» **What you are asked to do**: Count the lines in the data below holding the string "forest" and write the total by itself.

» **Dataset excerpts**:

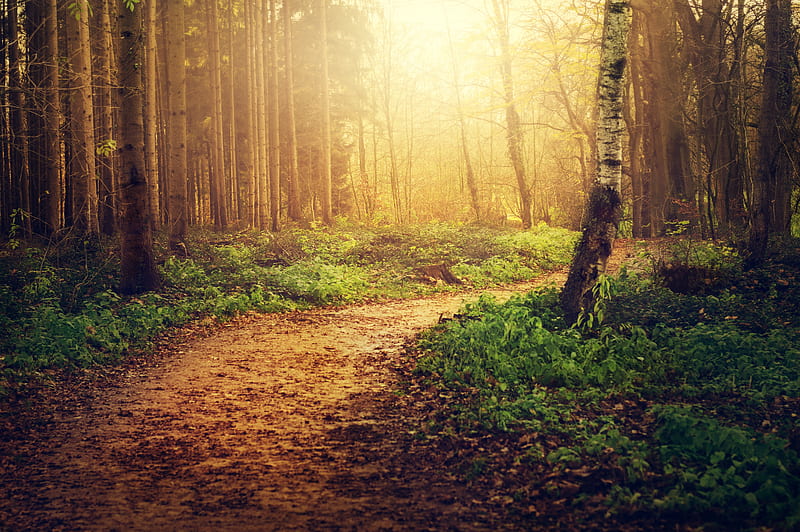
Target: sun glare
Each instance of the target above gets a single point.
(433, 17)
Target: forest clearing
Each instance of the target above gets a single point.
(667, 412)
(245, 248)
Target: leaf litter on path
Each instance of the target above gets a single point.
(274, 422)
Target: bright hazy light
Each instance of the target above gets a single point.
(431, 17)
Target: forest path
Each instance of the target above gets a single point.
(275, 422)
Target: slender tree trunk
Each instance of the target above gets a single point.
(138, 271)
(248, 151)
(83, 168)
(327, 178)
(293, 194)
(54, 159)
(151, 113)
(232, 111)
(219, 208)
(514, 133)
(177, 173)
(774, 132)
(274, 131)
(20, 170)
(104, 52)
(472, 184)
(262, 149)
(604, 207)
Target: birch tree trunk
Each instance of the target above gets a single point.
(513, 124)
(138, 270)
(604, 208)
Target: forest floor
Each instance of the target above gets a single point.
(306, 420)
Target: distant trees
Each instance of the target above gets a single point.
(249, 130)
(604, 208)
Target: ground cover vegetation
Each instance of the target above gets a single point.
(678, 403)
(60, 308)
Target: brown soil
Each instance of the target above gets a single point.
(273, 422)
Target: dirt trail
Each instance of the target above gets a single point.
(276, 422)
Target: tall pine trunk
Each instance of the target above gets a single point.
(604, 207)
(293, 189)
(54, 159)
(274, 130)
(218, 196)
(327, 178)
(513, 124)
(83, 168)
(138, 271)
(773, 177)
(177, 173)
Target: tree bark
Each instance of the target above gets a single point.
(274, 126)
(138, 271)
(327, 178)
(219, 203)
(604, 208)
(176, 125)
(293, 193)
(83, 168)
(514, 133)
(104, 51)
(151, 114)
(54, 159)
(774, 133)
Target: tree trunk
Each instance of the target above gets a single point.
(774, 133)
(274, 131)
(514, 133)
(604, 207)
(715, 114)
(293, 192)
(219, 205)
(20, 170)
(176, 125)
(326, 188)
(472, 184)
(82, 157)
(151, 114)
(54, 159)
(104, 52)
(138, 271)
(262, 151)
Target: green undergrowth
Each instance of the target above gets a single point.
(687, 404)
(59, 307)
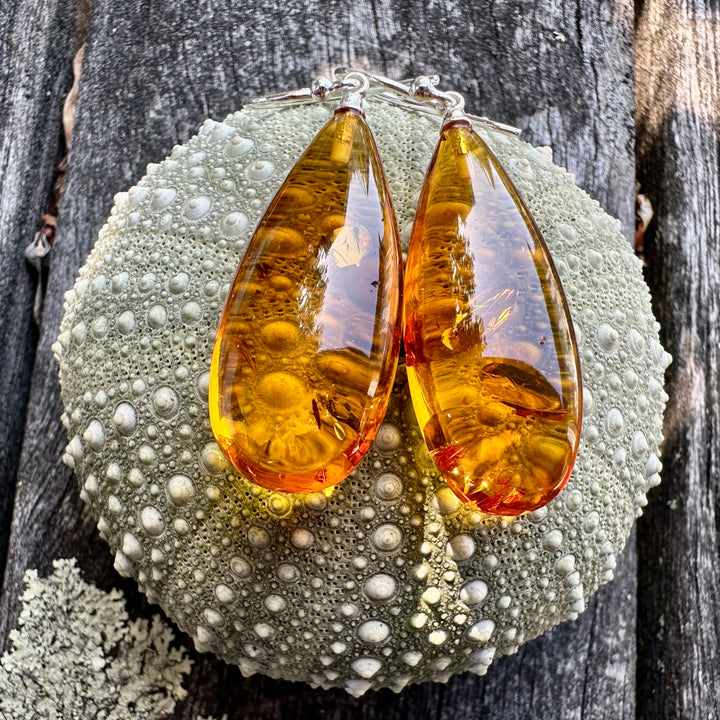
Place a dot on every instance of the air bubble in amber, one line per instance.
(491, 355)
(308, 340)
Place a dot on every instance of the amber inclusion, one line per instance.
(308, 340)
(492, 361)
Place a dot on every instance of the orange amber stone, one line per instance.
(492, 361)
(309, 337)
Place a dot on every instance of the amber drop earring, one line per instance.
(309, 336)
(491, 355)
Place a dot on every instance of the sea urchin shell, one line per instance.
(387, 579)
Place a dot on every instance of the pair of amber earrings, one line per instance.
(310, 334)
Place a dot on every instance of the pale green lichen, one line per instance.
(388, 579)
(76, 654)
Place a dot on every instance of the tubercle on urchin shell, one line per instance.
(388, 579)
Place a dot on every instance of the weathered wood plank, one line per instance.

» **Solution**: 3